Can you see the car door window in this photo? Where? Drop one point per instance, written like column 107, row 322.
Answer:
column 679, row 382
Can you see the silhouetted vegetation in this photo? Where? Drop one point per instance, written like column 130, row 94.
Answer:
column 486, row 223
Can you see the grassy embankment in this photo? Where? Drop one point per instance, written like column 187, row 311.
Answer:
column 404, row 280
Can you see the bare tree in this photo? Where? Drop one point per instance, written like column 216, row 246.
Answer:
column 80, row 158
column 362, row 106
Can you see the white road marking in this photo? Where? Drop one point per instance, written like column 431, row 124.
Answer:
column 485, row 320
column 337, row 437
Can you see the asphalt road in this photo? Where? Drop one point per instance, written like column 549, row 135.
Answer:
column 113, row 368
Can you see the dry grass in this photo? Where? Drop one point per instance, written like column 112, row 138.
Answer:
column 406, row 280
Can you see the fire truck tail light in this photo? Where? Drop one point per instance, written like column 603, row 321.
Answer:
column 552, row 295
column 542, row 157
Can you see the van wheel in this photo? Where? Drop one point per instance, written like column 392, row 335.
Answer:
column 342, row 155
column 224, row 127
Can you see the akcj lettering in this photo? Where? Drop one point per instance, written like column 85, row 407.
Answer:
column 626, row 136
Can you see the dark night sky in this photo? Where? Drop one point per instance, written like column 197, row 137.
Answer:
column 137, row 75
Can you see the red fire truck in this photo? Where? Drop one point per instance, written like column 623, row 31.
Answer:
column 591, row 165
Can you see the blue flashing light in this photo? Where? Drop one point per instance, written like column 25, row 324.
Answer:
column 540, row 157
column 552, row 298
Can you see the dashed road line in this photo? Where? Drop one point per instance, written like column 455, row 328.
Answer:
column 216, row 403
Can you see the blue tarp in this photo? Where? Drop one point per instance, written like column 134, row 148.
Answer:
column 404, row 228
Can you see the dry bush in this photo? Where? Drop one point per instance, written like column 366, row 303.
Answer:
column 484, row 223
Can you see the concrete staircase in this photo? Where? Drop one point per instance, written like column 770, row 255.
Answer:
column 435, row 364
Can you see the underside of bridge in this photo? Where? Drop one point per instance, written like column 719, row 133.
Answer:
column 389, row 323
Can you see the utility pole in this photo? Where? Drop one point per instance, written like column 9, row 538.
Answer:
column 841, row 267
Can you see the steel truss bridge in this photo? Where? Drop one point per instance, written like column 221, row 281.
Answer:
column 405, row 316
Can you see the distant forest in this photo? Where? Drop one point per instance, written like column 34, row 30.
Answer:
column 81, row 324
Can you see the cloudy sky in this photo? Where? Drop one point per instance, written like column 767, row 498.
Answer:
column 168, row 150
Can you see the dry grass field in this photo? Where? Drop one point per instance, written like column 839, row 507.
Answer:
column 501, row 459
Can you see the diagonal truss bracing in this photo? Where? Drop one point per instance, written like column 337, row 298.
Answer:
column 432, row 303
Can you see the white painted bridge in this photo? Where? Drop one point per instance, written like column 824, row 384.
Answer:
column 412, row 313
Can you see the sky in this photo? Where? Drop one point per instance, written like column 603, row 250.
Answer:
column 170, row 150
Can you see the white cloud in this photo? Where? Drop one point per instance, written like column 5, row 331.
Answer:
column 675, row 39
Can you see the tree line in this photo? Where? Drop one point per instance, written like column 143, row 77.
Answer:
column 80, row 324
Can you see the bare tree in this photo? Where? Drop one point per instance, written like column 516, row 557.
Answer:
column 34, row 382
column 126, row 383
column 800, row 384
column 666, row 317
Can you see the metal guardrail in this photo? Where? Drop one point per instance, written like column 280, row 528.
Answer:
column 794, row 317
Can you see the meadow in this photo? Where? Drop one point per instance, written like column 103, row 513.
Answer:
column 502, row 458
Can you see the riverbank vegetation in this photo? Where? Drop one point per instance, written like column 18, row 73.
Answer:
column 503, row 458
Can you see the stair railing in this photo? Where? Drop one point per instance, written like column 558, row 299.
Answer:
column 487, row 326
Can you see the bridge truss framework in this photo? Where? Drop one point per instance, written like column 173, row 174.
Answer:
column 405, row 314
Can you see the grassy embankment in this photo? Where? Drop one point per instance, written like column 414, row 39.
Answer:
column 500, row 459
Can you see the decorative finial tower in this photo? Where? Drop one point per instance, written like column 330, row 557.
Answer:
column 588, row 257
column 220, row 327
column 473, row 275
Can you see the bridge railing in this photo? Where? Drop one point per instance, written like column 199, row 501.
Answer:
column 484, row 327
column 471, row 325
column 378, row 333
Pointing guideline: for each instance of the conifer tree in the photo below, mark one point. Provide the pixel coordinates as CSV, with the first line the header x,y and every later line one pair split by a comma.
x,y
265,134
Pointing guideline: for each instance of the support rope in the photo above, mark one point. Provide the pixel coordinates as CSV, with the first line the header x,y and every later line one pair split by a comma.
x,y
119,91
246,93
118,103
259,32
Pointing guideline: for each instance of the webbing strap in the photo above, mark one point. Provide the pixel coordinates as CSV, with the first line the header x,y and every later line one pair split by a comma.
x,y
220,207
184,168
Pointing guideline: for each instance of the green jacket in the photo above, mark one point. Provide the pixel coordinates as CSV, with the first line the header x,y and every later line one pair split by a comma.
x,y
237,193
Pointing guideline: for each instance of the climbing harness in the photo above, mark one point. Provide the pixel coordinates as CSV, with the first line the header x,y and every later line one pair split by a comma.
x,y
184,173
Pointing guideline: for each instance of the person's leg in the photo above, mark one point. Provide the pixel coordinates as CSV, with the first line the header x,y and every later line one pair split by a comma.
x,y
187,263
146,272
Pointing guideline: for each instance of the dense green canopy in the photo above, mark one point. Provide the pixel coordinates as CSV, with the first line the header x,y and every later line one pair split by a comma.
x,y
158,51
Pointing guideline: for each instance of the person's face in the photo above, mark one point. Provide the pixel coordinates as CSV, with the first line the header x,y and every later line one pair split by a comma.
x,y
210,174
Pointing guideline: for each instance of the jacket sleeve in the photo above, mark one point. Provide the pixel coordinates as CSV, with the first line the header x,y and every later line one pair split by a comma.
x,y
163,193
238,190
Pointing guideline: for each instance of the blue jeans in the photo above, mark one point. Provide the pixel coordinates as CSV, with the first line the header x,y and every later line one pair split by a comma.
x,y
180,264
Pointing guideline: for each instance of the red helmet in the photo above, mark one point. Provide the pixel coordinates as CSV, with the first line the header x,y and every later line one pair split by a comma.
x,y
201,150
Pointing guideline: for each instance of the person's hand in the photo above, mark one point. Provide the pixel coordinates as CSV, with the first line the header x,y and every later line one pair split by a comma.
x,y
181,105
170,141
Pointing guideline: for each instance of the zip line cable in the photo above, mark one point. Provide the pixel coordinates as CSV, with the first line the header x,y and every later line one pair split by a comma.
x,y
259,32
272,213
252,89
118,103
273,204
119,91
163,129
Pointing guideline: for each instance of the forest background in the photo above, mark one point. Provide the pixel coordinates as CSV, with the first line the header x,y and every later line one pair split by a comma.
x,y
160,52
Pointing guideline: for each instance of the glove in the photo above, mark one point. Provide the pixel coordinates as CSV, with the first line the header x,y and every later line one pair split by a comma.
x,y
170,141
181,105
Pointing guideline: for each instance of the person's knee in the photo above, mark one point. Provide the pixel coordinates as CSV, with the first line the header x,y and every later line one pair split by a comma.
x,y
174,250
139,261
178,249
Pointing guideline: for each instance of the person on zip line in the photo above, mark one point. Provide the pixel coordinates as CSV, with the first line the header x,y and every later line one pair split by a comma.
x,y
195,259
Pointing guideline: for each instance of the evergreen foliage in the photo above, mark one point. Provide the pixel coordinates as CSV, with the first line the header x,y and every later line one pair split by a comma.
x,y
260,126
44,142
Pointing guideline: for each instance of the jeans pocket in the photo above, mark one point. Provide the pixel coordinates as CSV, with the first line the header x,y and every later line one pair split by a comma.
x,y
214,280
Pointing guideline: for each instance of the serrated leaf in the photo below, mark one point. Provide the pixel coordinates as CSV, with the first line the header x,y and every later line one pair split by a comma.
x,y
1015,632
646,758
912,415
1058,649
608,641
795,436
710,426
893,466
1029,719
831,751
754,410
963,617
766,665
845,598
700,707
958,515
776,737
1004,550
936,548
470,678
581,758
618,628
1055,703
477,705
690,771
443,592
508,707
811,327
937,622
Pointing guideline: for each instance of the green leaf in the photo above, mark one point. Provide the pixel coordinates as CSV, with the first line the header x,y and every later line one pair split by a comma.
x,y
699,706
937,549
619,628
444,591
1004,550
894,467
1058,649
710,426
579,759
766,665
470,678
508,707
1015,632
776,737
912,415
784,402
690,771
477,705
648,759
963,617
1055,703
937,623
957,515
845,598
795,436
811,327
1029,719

§ Activity:
Taking the records from the top, repeat each line exactly until you have repeated the line that contains "Can you see the white road".

§ Result for this task:
Can you see the car door window in this photo? Where? Drop one point per instance, written like column 107, row 322.
Answer:
column 679, row 382
Can you see the silhouetted vegetation in this photo? Where? Drop one point per instance, written like column 130, row 94.
Answer:
column 486, row 223
Can you see the grassy embankment in this photo? Where? Drop one point per instance, written like column 187, row 311.
Answer:
column 404, row 280
Can you see the bare tree in this photo? Where? Drop one point per instance, written like column 216, row 246.
Answer:
column 80, row 158
column 362, row 106
Can you see the white road marking in this photo? Where? Drop one point per instance, written like column 431, row 124.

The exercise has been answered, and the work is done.